- _Exercise prompt_
Give back each entry word for word, but drop the images.

== Source records

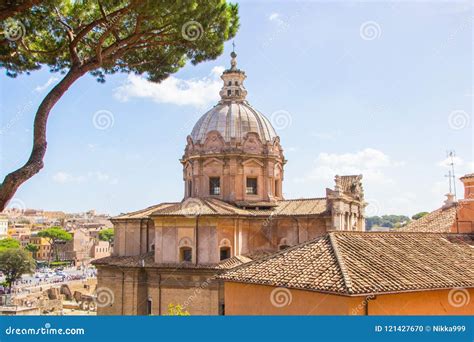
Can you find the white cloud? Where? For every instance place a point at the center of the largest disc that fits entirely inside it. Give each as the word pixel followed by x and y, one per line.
pixel 193 92
pixel 447 162
pixel 278 20
pixel 64 177
pixel 368 162
pixel 274 16
pixel 98 176
pixel 49 82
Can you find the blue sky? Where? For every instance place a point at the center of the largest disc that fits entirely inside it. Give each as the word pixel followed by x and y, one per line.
pixel 378 88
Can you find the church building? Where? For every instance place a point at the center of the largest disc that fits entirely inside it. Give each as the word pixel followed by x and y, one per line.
pixel 233 212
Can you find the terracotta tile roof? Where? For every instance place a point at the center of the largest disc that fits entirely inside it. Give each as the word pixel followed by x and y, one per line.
pixel 211 206
pixel 358 263
pixel 438 221
pixel 143 213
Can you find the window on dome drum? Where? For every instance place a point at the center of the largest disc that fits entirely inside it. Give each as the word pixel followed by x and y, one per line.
pixel 214 186
pixel 186 254
pixel 190 188
pixel 225 253
pixel 251 186
pixel 148 306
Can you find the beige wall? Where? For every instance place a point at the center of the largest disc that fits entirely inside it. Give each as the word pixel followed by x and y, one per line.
pixel 132 288
pixel 249 299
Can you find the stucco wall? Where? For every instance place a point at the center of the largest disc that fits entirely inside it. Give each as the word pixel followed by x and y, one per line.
pixel 248 299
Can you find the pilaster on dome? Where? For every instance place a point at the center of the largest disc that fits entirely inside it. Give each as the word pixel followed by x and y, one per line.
pixel 233 89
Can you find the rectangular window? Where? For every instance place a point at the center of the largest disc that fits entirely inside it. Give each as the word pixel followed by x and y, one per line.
pixel 148 307
pixel 251 186
pixel 186 254
pixel 214 186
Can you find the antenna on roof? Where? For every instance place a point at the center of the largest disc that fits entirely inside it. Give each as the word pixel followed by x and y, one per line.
pixel 451 174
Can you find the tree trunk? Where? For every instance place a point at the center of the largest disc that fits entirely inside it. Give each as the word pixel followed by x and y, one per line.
pixel 13 180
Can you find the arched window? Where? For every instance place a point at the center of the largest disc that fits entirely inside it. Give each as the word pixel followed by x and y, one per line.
pixel 185 254
pixel 185 250
pixel 224 253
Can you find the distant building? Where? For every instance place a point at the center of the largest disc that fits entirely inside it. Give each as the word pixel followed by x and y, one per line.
pixel 233 207
pixel 83 248
pixel 17 230
pixel 3 226
pixel 45 250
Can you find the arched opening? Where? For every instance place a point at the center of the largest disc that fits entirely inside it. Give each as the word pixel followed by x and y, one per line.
pixel 224 253
pixel 185 254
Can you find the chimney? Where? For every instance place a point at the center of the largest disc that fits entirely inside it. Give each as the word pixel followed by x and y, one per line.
pixel 468 181
pixel 449 200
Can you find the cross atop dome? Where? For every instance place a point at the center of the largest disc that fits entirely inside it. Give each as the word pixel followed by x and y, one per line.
pixel 233 89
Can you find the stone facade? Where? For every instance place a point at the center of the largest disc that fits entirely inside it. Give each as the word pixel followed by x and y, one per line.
pixel 233 211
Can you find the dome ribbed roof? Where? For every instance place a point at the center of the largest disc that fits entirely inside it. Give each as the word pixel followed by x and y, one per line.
pixel 233 120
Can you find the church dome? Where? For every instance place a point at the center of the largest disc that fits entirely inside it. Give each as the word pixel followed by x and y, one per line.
pixel 233 120
pixel 233 117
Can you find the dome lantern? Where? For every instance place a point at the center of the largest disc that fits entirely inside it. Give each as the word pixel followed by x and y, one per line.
pixel 233 89
pixel 233 152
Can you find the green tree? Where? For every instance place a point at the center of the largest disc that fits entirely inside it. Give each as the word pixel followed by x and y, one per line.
pixel 419 215
pixel 176 310
pixel 32 248
pixel 15 262
pixel 55 237
pixel 107 235
pixel 152 38
pixel 9 243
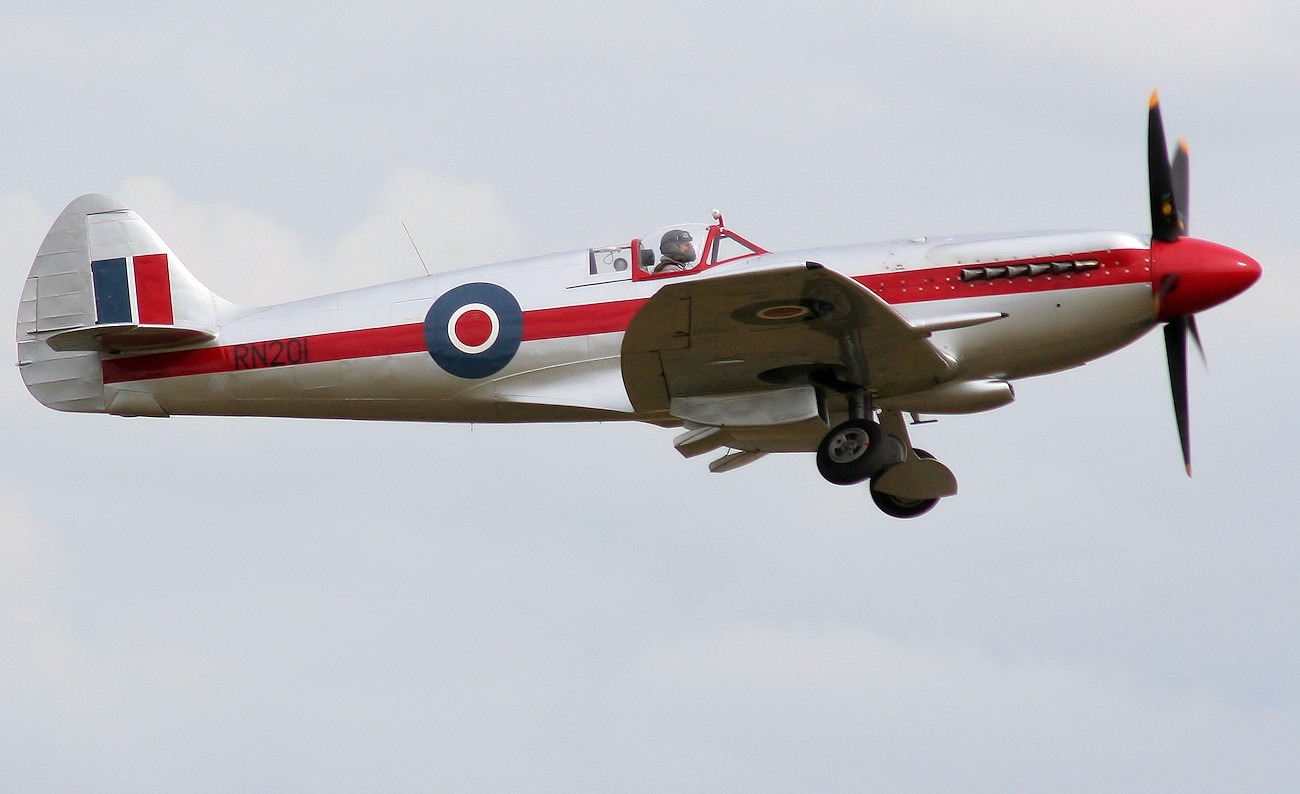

====

- _Solution_
Can you find the white cloud? Where? For every instance place a point at the center of the largest disc that fits entirely inside it. Give each as the word pixel followed by x and y, one per line.
pixel 193 92
pixel 447 162
pixel 278 20
pixel 64 177
pixel 368 162
pixel 274 16
pixel 98 176
pixel 49 82
Can you find the blue sky? Where? For every instance place a point at the center of the largest disc that fits entirely inside it. Give each as the word pixel followed by x and y, one per line.
pixel 378 88
Can you find the church building? Where? For every instance place a point at the center of the largest disc that fits entirely inside it. Give each as the word pixel followed by x and y, one per line.
pixel 233 212
Can you find the terracotta tile roof? Where? For every instance place a point at the center of the largest disc that fits entirely inside it. Give each as the word pixel followed by x and y, one per line.
pixel 211 206
pixel 358 263
pixel 438 221
pixel 143 213
Can you find the window on dome drum? Where? For every instance place a point at the center of the largest disc that fits entirely inside it. Give each as the word pixel followed by x and y, one per line.
pixel 214 186
pixel 186 254
pixel 190 188
pixel 225 253
pixel 251 186
pixel 148 306
Can you find the beige wall? Where? For every instance place a point at the center of the largest disc that fits entirely inside it. Give each as the word pixel followed by x and y, one per line.
pixel 132 288
pixel 249 299
Can you find the stucco wall? Where? For every instance place a point at the center of the largest disc that fits entirely inside it. Give each as the word pixel followed by x and y, one per line.
pixel 248 299
Can you find the pilaster on dome? Where? For every instance place a point at the center of the largest disc that fits entirely inside it. Give each as the word pixel followed by x and y, one per line.
pixel 233 89
Can you find the rectangular window? Where? For every instance place a point at the center of the largest disc that fits entirely inside it. Give each as the word pixel followed by x and y, one per line.
pixel 148 307
pixel 251 186
pixel 186 254
pixel 214 186
Can you find the antenna on roof? Where? For every instance place a point at the center of the largest disc that fits entirely inside it. Give each as the word pixel followed by x and y, one per line.
pixel 451 174
Can you find the tree trunk? Where? For every instance place a point at the center of the largest disc that fits entirely inside it. Give each as the word pixel followed by x and y, one per line.
pixel 13 180
Can you find the arched window? Where? For every instance place a point at the center of the largest disc that fits entirely inside it. Give each as the word pixel followed by x and y, one per line.
pixel 185 254
pixel 185 250
pixel 224 253
Can you find the distant building? Where? For every instance place a point at the center of the largest disc that fits entirely inside it. Give each as the word pixel followed by x and y, one per line.
pixel 233 207
pixel 83 248
pixel 17 230
pixel 3 226
pixel 45 250
Can you find the arched opening? Where? For every instance place a point at the center of the largest disc that fits entirely inside it. Give each as the word pixel followed by x and y, one per line.
pixel 224 253
pixel 185 254
Can you find the chimney? Where? For every instance place a point at the center of the largest disc that fits entirely inside it. Give each as the word pixel followed by x and y, one per line.
pixel 468 181
pixel 449 200
Can you find the cross atop dome? Where? For every instance place a point at the center of the largest disc that fits entirely inside it. Give each as the word pixel followed by x and y, one per line.
pixel 233 89
Can you find the stone facade? Where? For every instance place a point at the center of the largest disc that fits entirely inside it. Give each as the word pixel followed by x and y, one per line.
pixel 233 211
Can you find the dome ribbed roof? Where? For every instance place a point at the center of the largest disc that fits entirely inside it. Give each as the word pixel followed by x and y, one per line.
pixel 233 120
Can you find the church dome? Where? For every instance place a point at the center of the largest disc that fits entirely inside it. Give each as the word pixel followed by x and y, one per line.
pixel 233 120
pixel 233 117
Can you find the dome lantern? Where? For every instance place a point at the center of the largest disc that fits entirely inside it. Give each as the word pixel followed by x and y, one per line.
pixel 233 89
pixel 233 152
Can you find the green tree? Where? For every instance place a point at the center of the largest disc that fits entirely inside it. Give each as the word pixel followed by x and y, one per line.
pixel 419 215
pixel 176 310
pixel 32 248
pixel 15 262
pixel 55 237
pixel 107 235
pixel 152 38
pixel 9 243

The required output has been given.